## Dataset entries

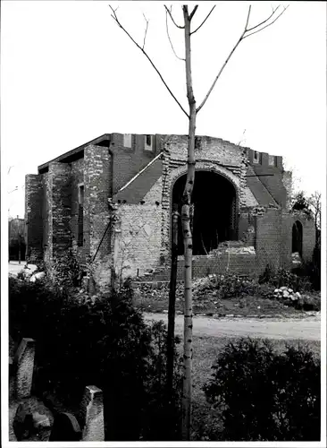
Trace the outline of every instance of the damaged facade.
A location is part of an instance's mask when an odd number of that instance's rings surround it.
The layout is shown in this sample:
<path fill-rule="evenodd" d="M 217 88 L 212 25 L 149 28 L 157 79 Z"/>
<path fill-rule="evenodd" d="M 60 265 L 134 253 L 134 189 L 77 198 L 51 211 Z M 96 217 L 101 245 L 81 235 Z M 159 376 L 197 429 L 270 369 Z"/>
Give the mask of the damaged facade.
<path fill-rule="evenodd" d="M 72 247 L 99 286 L 110 282 L 113 263 L 119 276 L 169 279 L 187 143 L 186 135 L 108 134 L 39 166 L 26 177 L 29 263 L 44 260 L 51 271 Z M 292 252 L 311 258 L 314 223 L 289 212 L 291 177 L 281 157 L 198 136 L 196 159 L 194 276 L 290 267 Z"/>

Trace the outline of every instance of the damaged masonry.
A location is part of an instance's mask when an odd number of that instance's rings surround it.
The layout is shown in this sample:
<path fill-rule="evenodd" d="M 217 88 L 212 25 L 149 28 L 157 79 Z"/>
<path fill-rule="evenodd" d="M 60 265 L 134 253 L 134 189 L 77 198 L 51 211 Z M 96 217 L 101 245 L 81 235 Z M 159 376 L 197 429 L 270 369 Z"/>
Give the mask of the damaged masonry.
<path fill-rule="evenodd" d="M 187 173 L 187 135 L 106 134 L 26 176 L 28 263 L 68 248 L 96 287 L 119 276 L 169 280 L 171 214 Z M 282 158 L 196 139 L 193 276 L 290 267 L 312 256 L 314 223 L 289 211 Z M 179 270 L 182 273 L 180 227 Z M 112 270 L 114 266 L 115 269 Z"/>

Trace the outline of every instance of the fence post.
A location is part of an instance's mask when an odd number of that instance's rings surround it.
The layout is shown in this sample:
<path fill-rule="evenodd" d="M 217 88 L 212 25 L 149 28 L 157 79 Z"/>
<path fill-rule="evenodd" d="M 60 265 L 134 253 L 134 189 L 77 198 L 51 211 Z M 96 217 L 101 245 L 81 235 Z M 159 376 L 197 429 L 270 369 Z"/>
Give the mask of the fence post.
<path fill-rule="evenodd" d="M 84 427 L 82 441 L 105 441 L 104 401 L 103 392 L 96 386 L 85 388 L 80 405 Z"/>

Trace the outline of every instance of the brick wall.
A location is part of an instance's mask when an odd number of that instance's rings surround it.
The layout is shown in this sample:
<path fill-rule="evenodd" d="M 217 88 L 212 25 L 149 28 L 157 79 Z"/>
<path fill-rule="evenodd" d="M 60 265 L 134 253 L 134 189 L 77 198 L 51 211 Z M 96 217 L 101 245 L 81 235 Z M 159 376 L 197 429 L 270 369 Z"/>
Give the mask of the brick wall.
<path fill-rule="evenodd" d="M 71 245 L 71 168 L 67 163 L 49 164 L 52 178 L 52 256 L 63 254 Z"/>
<path fill-rule="evenodd" d="M 49 173 L 42 175 L 43 197 L 42 197 L 42 222 L 43 222 L 43 258 L 47 269 L 51 268 L 53 256 L 53 177 Z"/>
<path fill-rule="evenodd" d="M 109 222 L 108 198 L 112 195 L 112 156 L 108 148 L 89 145 L 84 151 L 84 250 L 94 257 Z M 95 266 L 108 261 L 110 232 L 97 251 Z"/>
<path fill-rule="evenodd" d="M 295 212 L 289 215 L 289 235 L 290 245 L 292 238 L 293 224 L 298 220 L 302 224 L 302 257 L 306 261 L 311 261 L 315 245 L 315 226 L 314 220 L 307 219 L 301 212 Z"/>
<path fill-rule="evenodd" d="M 143 274 L 160 263 L 161 205 L 121 204 L 118 271 L 123 277 Z"/>
<path fill-rule="evenodd" d="M 21 218 L 14 218 L 9 221 L 9 245 L 18 243 L 19 236 L 21 236 L 21 243 L 24 243 L 25 221 Z"/>
<path fill-rule="evenodd" d="M 256 216 L 256 252 L 258 270 L 267 264 L 278 268 L 281 263 L 281 212 L 271 210 Z"/>
<path fill-rule="evenodd" d="M 251 163 L 253 162 L 253 153 L 254 151 L 252 150 L 248 150 L 248 159 Z M 285 208 L 287 192 L 283 183 L 282 158 L 276 156 L 272 157 L 274 158 L 274 165 L 270 165 L 269 154 L 261 152 L 259 163 L 253 163 L 252 168 L 256 175 L 272 175 L 260 176 L 259 179 L 276 202 L 282 208 Z"/>
<path fill-rule="evenodd" d="M 42 259 L 42 194 L 41 175 L 25 177 L 25 241 L 29 263 Z"/>
<path fill-rule="evenodd" d="M 131 135 L 131 148 L 123 146 L 123 134 L 112 134 L 113 193 L 116 194 L 161 151 L 161 136 L 154 136 L 153 151 L 145 151 L 145 135 Z"/>
<path fill-rule="evenodd" d="M 239 275 L 250 275 L 256 270 L 256 255 L 255 254 L 222 254 L 219 256 L 199 255 L 193 258 L 193 278 L 205 277 L 210 274 L 224 274 L 226 272 Z M 183 280 L 184 260 L 178 262 L 178 280 Z"/>
<path fill-rule="evenodd" d="M 188 135 L 171 135 L 167 139 L 171 159 L 187 159 Z M 243 148 L 215 137 L 197 137 L 196 159 L 217 162 L 222 166 L 240 167 L 244 162 Z"/>
<path fill-rule="evenodd" d="M 71 237 L 78 242 L 78 220 L 79 220 L 79 185 L 84 184 L 84 158 L 71 162 Z M 80 263 L 86 263 L 85 246 L 77 246 L 77 257 Z"/>

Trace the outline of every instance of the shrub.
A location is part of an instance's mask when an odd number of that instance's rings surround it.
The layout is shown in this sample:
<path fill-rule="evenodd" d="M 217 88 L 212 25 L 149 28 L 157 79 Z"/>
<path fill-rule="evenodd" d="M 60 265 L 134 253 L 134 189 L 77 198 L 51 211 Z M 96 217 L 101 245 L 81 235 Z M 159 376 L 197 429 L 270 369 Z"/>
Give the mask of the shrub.
<path fill-rule="evenodd" d="M 295 272 L 280 268 L 277 271 L 267 265 L 264 273 L 259 277 L 259 284 L 268 283 L 273 288 L 287 287 L 294 292 L 308 291 L 312 289 L 310 279 L 306 276 L 299 276 Z"/>
<path fill-rule="evenodd" d="M 320 440 L 320 362 L 306 348 L 230 342 L 204 391 L 222 412 L 222 440 Z"/>
<path fill-rule="evenodd" d="M 166 330 L 146 325 L 128 285 L 111 297 L 69 297 L 46 281 L 10 279 L 9 293 L 11 335 L 37 341 L 37 394 L 54 392 L 78 403 L 85 386 L 96 384 L 104 391 L 106 440 L 179 437 L 180 362 L 175 353 L 176 407 L 168 412 Z M 170 418 L 171 433 L 164 418 Z"/>
<path fill-rule="evenodd" d="M 253 296 L 257 293 L 258 285 L 255 279 L 227 273 L 224 275 L 210 275 L 194 282 L 197 295 L 216 291 L 217 298 L 239 297 Z"/>

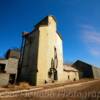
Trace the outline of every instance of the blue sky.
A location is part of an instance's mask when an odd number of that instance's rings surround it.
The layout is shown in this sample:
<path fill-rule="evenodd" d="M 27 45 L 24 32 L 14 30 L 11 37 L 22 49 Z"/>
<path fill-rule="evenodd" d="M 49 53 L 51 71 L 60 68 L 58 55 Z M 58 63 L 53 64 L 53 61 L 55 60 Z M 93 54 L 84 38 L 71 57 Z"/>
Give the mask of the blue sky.
<path fill-rule="evenodd" d="M 21 32 L 47 15 L 57 19 L 64 62 L 80 59 L 100 67 L 100 0 L 0 0 L 0 57 L 20 47 Z"/>

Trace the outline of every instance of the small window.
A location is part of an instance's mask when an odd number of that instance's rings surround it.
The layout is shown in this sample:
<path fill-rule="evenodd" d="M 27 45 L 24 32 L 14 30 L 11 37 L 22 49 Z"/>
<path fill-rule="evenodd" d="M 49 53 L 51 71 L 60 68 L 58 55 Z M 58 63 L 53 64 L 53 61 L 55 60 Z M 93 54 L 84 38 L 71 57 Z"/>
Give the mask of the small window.
<path fill-rule="evenodd" d="M 9 83 L 10 84 L 14 84 L 15 83 L 15 76 L 16 76 L 16 74 L 10 74 L 10 76 L 9 76 Z"/>
<path fill-rule="evenodd" d="M 6 64 L 0 64 L 0 73 L 5 73 L 5 66 Z"/>

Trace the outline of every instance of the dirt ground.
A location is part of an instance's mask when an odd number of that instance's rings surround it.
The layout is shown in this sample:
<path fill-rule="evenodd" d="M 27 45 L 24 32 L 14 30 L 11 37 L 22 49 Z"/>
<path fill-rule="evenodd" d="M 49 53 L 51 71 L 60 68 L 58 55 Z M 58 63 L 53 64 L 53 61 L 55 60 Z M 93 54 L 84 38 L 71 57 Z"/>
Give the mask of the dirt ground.
<path fill-rule="evenodd" d="M 0 100 L 100 100 L 100 79 L 44 86 L 31 95 Z"/>

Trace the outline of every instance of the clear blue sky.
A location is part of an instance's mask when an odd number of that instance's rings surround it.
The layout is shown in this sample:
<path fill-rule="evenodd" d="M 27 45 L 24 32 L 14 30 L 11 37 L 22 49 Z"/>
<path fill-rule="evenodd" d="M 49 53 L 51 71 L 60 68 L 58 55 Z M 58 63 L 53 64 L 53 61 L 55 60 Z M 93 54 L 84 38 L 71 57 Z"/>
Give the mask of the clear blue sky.
<path fill-rule="evenodd" d="M 64 62 L 80 59 L 100 67 L 100 0 L 0 0 L 0 56 L 20 47 L 21 32 L 47 15 L 57 19 Z"/>

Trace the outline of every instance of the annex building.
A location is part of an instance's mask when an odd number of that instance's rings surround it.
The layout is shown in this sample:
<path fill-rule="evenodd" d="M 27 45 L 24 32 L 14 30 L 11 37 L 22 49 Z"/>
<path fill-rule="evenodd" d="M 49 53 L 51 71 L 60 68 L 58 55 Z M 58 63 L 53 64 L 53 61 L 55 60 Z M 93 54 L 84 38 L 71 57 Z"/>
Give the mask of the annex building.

## Task details
Can you rewrite the stretch of material from the line containing "Trace the outline of every instance of the blue" through the line containing "6 64 L 0 64", changing "small window" to "narrow window" and keeping everything else the same?

## Result for this exercise
Trace the outline of every instance of the blue sky.
A location is part of an instance's mask when an odd number of that instance's rings surround it.
The layout is shown in this sample:
<path fill-rule="evenodd" d="M 27 45 L 24 32 L 14 30 L 11 37 L 22 49 Z"/>
<path fill-rule="evenodd" d="M 49 53 L 51 71 L 60 68 L 58 55 Z M 58 63 L 53 64 L 53 61 L 55 60 Z M 93 54 L 84 38 L 71 57 Z"/>
Give the mask of the blue sky.
<path fill-rule="evenodd" d="M 21 32 L 47 15 L 57 19 L 64 62 L 80 59 L 100 67 L 100 0 L 0 0 L 0 57 L 20 47 Z"/>

Trace the outline of every instance of the narrow window.
A location is part of an instance's mask when an odd number of that instance's rings surround it.
The layout is shown in this sample:
<path fill-rule="evenodd" d="M 27 45 L 24 32 L 14 30 L 11 37 L 22 49 Z"/>
<path fill-rule="evenodd" d="M 49 53 L 51 71 L 60 68 L 58 55 Z M 58 63 L 53 64 L 53 61 L 55 60 Z M 93 54 L 84 38 L 71 57 Z"/>
Give the mask of the narrow window.
<path fill-rule="evenodd" d="M 9 83 L 10 84 L 14 84 L 15 83 L 15 76 L 16 76 L 16 74 L 10 74 L 10 76 L 9 76 Z"/>
<path fill-rule="evenodd" d="M 6 64 L 0 64 L 0 73 L 5 73 L 5 66 Z"/>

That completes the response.